• WHAT IS NEEDED: Return the entries below verbatim. Pictures stay out.
begin DATA EXTRACT
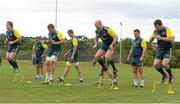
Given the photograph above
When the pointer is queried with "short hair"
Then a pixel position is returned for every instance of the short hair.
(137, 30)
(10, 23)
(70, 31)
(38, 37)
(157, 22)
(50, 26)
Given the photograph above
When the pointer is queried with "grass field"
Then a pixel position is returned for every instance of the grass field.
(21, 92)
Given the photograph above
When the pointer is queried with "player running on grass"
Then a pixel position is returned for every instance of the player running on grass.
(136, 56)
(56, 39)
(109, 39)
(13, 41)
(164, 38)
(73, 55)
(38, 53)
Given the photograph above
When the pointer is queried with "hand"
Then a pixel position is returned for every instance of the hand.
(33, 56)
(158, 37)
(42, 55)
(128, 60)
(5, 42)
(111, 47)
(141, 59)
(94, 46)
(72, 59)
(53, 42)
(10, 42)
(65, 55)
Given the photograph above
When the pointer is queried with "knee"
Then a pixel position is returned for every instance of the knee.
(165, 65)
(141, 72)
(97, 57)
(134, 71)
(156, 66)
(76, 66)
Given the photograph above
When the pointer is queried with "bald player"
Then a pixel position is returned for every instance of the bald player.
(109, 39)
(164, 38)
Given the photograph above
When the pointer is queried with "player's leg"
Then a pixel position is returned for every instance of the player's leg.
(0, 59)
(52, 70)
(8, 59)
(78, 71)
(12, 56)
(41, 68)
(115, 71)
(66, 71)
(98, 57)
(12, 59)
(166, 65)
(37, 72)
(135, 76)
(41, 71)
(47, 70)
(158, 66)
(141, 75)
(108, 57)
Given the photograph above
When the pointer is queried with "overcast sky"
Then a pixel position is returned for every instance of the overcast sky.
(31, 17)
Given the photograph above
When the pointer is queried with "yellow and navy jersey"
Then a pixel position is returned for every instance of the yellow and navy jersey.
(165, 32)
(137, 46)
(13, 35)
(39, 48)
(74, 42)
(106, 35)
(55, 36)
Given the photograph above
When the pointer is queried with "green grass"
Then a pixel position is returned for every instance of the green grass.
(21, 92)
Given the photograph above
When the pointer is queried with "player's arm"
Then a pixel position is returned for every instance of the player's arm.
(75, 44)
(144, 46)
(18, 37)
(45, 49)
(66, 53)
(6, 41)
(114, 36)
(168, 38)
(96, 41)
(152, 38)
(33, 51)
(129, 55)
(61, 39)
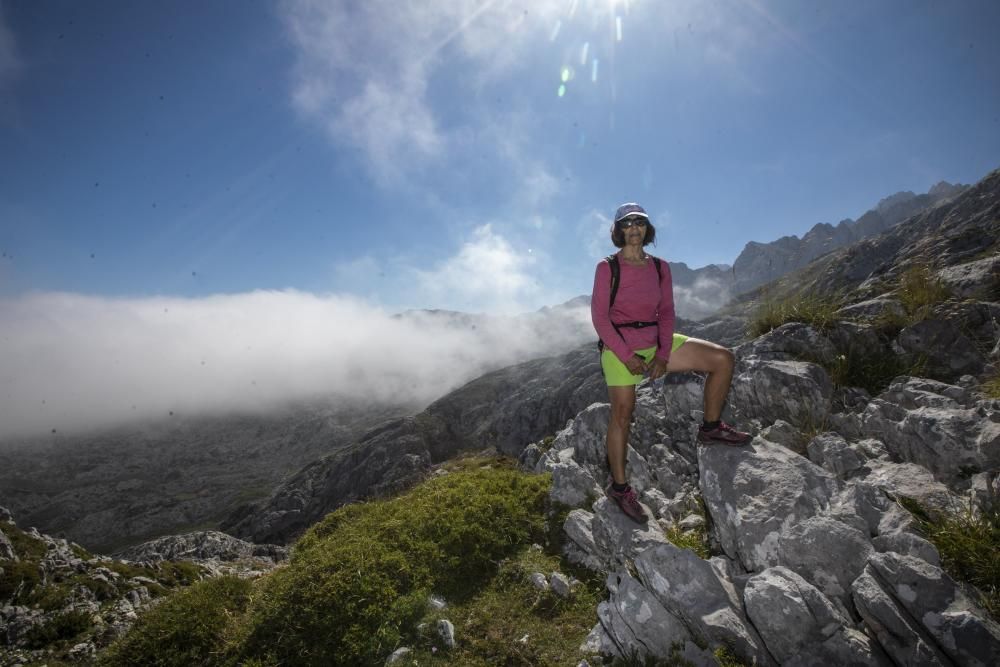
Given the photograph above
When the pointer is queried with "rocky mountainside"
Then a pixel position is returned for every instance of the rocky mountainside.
end DATA EXTRACT
• SOLUTION TO THIS EXERCISE:
Given the photograph above
When the pointer is queried with "short hair"
Then a pixel position is returned for every instance of the short hair.
(137, 30)
(10, 23)
(70, 31)
(38, 37)
(157, 22)
(50, 26)
Given the photograph above
When the pointer is queried with "grass field"
Then a pixel position is returned for every instance of the grass field.
(21, 92)
Given the photograph above
When the pointer is queried with "player running on grass"
Then a pixel position is returned for every instance of the player running on grass.
(136, 56)
(56, 39)
(109, 39)
(13, 41)
(164, 38)
(73, 55)
(38, 53)
Given the photograph above
When the pointer is queried with "hand"
Then a pixel position is returned for every instance of the hand.
(33, 56)
(158, 37)
(42, 55)
(128, 60)
(5, 42)
(111, 47)
(141, 59)
(94, 46)
(72, 59)
(53, 42)
(10, 42)
(65, 55)
Given the photograph above
When the pointer is queried with "knee"
Then a pixel position is returned for every instance of the knee.
(165, 65)
(141, 72)
(97, 57)
(134, 71)
(156, 66)
(76, 66)
Given the photograph above
When the pointer is queried with "bald player"
Then a pixel position is returned for every instance of the bald player.
(109, 39)
(164, 38)
Given the photograph above
When the pointer is queried with "player's leg"
Then a pixel position is returned for every instance of the player's leg.
(0, 59)
(52, 70)
(8, 59)
(78, 71)
(12, 56)
(41, 68)
(115, 71)
(66, 71)
(98, 57)
(12, 59)
(166, 65)
(37, 72)
(135, 76)
(41, 71)
(47, 70)
(158, 66)
(141, 75)
(108, 57)
Given the photograph above
When the pointer is queried with "overcast sky"
Then a pixel position is returned for every instance of the overcast sky.
(31, 17)
Given the photograph above
When the pointer is queried with "yellow and navy jersey"
Then a pixel position is returned for every instance of the yellow and navy jersey.
(165, 32)
(137, 46)
(13, 35)
(39, 48)
(74, 42)
(106, 35)
(55, 36)
Given the photograph above
When the pointer is queried with "green grass"
Then a pixel position is returned for every instance of the green grass.
(21, 92)
Given the photograph above
When the pointer is queried with "player's arm"
Then a pixel position is returned for every instance of the player's arm.
(75, 44)
(144, 46)
(18, 37)
(45, 49)
(66, 53)
(6, 41)
(114, 36)
(168, 38)
(96, 41)
(152, 38)
(33, 51)
(129, 55)
(61, 39)
Given the photograph above
When the pointer is queried with "rocky mountainside"
Then a pixel position is returned for every instance of the rocky mountainside.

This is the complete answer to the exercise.